• Brief
Where in the records does the word "positive" occur? Copy each line in which it does.

Stored items
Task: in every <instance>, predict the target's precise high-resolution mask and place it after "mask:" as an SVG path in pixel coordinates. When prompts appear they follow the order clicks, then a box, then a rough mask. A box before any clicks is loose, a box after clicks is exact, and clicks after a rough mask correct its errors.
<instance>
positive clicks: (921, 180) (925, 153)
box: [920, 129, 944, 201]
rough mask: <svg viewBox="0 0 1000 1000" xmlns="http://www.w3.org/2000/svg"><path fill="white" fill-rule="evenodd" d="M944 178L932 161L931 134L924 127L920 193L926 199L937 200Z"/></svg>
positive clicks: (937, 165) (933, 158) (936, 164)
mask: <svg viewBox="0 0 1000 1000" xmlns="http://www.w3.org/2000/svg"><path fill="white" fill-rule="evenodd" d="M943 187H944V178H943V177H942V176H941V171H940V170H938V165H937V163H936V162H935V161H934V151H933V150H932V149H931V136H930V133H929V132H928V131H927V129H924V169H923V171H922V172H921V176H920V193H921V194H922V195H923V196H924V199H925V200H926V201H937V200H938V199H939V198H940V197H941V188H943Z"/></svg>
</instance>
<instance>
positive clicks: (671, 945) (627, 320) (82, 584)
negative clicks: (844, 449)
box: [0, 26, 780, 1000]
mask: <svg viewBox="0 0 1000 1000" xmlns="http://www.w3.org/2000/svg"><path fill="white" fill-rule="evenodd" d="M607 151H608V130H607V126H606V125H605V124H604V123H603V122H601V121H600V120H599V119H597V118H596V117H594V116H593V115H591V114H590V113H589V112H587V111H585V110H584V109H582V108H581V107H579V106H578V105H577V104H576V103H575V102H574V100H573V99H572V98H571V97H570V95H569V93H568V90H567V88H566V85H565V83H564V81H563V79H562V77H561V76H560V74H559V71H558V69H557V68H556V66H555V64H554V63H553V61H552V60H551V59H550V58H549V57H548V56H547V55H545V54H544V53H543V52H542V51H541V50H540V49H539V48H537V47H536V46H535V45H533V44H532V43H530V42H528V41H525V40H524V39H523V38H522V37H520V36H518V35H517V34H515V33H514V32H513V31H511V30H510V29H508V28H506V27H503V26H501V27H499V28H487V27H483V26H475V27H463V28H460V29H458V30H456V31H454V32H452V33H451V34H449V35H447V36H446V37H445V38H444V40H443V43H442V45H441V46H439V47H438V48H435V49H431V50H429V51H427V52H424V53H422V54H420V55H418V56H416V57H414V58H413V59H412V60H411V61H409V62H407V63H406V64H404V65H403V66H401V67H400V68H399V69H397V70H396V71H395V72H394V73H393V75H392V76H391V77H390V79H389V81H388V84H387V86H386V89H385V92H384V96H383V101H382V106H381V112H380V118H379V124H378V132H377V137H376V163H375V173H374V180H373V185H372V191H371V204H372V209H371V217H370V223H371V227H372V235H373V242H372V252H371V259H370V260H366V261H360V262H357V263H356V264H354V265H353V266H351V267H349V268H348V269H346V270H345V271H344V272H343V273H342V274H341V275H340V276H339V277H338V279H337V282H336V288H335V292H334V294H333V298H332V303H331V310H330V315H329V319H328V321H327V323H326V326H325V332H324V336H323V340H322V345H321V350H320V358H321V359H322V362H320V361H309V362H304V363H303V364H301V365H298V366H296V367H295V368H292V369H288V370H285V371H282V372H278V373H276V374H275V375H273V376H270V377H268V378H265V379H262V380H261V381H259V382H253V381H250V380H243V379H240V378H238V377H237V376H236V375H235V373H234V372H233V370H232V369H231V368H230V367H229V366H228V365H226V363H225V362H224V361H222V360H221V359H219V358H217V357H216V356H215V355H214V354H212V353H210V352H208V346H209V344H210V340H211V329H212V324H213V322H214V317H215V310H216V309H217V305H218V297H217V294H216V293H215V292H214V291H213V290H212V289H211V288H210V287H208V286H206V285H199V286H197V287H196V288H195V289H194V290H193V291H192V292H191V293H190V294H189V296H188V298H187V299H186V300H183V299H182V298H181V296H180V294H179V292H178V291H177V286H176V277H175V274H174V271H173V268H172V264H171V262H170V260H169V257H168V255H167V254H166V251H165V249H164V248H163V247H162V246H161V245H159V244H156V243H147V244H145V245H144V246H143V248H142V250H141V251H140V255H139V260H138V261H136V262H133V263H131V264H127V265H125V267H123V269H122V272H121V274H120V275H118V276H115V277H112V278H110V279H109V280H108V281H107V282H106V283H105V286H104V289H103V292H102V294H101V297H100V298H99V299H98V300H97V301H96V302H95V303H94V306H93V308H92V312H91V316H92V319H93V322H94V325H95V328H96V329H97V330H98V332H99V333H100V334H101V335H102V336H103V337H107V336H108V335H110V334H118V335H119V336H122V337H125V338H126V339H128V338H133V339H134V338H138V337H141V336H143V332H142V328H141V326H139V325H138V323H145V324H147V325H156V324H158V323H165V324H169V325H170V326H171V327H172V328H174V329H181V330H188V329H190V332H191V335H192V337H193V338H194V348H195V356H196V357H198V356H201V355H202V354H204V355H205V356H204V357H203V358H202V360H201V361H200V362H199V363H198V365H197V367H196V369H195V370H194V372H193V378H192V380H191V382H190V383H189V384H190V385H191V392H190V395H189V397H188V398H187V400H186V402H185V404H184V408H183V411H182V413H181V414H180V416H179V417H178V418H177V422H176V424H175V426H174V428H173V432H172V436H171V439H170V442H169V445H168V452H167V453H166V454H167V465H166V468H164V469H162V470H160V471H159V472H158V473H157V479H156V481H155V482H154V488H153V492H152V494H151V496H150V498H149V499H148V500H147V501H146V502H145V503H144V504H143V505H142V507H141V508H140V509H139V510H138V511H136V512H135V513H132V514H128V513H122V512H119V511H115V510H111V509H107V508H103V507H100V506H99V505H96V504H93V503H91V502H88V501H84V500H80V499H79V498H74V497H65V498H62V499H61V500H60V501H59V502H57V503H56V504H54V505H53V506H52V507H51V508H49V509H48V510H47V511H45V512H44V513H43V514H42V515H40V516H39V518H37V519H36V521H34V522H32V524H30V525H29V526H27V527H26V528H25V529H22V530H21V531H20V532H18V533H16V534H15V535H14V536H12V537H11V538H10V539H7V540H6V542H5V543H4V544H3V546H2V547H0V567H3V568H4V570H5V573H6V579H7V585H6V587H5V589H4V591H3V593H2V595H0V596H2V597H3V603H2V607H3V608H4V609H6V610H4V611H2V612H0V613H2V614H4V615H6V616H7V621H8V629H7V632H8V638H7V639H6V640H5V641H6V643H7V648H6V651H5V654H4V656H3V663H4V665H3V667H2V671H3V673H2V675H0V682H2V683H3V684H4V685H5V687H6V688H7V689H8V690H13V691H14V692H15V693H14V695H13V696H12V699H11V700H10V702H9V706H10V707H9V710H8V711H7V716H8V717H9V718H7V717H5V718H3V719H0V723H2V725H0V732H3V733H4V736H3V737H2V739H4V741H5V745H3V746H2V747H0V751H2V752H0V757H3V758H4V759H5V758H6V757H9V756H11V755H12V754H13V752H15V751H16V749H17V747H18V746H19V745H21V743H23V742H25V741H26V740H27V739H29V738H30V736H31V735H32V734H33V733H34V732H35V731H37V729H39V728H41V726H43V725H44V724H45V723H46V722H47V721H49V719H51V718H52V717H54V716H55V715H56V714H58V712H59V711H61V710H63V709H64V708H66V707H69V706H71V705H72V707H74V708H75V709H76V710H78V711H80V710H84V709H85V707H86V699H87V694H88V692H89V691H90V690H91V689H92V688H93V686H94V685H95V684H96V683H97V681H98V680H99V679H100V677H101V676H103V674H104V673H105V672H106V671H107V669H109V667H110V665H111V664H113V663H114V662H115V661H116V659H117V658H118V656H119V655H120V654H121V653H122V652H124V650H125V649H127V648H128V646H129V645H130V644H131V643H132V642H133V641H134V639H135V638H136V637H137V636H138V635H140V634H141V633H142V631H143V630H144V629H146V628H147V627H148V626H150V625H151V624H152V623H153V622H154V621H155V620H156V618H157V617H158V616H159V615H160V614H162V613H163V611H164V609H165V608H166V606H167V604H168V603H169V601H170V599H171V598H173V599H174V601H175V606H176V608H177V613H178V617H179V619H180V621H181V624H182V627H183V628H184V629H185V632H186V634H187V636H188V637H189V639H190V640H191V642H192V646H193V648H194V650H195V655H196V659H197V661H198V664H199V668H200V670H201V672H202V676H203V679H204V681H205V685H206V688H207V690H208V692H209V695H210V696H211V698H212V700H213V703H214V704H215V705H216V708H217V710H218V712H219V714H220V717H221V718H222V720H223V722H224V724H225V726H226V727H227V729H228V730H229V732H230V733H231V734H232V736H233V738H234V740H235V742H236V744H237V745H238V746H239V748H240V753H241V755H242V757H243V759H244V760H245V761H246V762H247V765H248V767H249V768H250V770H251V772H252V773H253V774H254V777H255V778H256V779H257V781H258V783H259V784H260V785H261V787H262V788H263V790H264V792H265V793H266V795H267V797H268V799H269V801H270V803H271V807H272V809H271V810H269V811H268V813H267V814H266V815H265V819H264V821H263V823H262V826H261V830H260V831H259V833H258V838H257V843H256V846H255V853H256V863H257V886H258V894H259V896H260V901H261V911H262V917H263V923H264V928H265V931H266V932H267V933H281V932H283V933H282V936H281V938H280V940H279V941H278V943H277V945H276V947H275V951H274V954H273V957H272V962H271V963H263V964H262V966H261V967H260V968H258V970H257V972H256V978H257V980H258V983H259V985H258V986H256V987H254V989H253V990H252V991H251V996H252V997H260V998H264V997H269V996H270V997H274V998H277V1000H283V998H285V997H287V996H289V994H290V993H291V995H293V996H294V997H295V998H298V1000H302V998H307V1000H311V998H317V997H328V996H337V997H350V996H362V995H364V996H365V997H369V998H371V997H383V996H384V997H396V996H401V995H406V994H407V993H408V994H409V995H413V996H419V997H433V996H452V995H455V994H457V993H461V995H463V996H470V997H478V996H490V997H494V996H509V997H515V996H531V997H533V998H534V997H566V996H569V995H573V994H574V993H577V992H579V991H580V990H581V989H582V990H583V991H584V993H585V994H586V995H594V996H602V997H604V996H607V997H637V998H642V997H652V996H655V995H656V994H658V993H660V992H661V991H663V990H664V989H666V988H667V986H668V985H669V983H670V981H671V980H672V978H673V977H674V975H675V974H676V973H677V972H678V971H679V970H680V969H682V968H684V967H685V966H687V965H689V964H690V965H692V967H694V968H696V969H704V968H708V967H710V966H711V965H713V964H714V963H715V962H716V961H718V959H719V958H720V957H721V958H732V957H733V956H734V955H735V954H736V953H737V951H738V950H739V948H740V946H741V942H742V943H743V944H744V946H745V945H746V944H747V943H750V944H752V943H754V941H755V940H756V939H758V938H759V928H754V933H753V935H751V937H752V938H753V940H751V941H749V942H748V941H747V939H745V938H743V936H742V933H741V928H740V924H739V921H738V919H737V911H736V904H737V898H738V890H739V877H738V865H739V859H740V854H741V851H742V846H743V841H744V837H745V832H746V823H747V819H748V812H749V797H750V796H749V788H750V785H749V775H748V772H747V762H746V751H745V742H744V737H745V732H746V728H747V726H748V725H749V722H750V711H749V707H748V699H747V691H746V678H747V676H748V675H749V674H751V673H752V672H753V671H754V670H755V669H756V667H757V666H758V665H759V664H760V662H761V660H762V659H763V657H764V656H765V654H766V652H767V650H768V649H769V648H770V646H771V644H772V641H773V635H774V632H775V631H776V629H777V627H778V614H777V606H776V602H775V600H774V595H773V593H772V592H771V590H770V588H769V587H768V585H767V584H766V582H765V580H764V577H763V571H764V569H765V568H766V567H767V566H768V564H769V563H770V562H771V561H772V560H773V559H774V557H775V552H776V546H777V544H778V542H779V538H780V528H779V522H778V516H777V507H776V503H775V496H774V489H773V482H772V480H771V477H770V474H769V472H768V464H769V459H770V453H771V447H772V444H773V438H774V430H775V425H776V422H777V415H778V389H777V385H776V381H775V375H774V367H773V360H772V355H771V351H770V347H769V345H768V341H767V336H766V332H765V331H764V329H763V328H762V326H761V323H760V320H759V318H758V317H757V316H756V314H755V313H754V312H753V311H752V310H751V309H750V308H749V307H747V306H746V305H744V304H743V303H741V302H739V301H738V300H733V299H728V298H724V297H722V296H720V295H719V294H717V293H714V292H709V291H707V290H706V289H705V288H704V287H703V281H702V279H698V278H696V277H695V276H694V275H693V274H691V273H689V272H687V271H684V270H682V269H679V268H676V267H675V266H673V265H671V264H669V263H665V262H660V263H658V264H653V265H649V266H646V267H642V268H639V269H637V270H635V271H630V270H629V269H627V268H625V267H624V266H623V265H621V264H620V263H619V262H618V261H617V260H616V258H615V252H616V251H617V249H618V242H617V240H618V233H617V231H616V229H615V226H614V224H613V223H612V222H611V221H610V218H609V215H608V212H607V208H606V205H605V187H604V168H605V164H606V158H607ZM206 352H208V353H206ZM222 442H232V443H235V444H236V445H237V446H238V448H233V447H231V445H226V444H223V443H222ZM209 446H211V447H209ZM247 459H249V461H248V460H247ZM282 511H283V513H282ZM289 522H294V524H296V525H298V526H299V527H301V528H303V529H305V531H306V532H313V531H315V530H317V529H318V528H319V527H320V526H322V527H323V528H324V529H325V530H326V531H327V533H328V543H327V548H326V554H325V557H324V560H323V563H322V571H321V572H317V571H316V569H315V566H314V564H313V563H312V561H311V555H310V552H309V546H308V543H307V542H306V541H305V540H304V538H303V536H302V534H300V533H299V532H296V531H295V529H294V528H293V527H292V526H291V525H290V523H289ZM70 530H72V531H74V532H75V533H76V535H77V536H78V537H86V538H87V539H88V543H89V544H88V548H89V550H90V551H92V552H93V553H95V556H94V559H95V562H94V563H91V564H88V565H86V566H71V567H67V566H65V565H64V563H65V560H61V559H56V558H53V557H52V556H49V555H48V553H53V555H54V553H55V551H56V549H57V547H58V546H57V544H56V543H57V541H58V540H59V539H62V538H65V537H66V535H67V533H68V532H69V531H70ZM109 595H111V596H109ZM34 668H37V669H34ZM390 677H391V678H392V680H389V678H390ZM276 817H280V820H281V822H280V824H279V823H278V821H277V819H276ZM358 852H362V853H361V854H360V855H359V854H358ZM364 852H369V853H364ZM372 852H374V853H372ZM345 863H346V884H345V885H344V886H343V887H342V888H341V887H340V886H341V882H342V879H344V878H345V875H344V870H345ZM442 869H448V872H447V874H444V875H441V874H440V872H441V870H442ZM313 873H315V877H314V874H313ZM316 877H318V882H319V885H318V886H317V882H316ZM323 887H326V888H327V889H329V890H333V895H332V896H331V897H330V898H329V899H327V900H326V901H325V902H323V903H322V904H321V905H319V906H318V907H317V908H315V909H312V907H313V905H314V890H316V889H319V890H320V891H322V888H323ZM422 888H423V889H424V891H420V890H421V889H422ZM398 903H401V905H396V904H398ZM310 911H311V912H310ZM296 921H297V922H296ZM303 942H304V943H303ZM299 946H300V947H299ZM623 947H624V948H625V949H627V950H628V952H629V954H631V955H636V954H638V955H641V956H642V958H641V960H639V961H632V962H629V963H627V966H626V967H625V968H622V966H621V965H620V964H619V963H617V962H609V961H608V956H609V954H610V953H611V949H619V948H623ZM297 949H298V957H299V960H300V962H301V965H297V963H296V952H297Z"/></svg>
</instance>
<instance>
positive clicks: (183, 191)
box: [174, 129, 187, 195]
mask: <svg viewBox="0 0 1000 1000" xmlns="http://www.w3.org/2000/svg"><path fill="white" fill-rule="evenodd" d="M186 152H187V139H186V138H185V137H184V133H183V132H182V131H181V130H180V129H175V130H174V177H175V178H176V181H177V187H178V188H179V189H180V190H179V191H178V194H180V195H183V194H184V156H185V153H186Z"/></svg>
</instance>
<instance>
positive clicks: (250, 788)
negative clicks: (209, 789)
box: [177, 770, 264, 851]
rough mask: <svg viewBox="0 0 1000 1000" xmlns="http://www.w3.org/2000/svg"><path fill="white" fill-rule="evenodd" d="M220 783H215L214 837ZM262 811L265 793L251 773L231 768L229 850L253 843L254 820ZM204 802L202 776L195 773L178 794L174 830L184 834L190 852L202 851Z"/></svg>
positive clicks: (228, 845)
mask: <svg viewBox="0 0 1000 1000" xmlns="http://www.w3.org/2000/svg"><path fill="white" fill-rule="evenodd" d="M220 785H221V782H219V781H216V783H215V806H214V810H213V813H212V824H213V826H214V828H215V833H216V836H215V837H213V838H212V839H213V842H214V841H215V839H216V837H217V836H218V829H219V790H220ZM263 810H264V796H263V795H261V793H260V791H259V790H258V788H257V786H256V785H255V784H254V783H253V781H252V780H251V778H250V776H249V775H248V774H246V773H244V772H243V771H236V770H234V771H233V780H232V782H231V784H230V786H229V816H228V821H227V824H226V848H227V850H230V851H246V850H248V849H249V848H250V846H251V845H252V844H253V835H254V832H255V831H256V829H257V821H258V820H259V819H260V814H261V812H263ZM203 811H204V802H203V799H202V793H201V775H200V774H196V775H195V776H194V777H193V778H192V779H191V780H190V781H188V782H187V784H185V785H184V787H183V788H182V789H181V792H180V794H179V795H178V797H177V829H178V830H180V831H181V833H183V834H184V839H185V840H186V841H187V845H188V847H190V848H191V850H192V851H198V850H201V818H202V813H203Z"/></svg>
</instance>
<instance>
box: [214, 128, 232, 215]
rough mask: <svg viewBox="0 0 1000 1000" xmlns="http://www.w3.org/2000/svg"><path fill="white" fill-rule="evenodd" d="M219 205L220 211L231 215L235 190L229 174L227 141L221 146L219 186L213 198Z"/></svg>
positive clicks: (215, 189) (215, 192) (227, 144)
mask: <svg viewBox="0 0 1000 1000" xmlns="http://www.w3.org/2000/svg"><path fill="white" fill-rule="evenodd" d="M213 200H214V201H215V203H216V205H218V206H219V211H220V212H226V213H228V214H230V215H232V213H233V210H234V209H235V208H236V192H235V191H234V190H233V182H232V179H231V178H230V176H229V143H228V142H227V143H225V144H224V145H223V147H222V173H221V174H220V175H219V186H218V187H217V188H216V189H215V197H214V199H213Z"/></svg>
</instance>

• Answer for the task
positive clicks: (921, 180) (925, 153)
positive clicks: (937, 165) (933, 158) (936, 164)
positive clicks: (671, 945) (627, 320) (82, 584)
positive clicks: (183, 191)
positive clicks: (250, 788)
positive clicks: (228, 845)
positive clicks: (215, 189) (215, 192) (227, 144)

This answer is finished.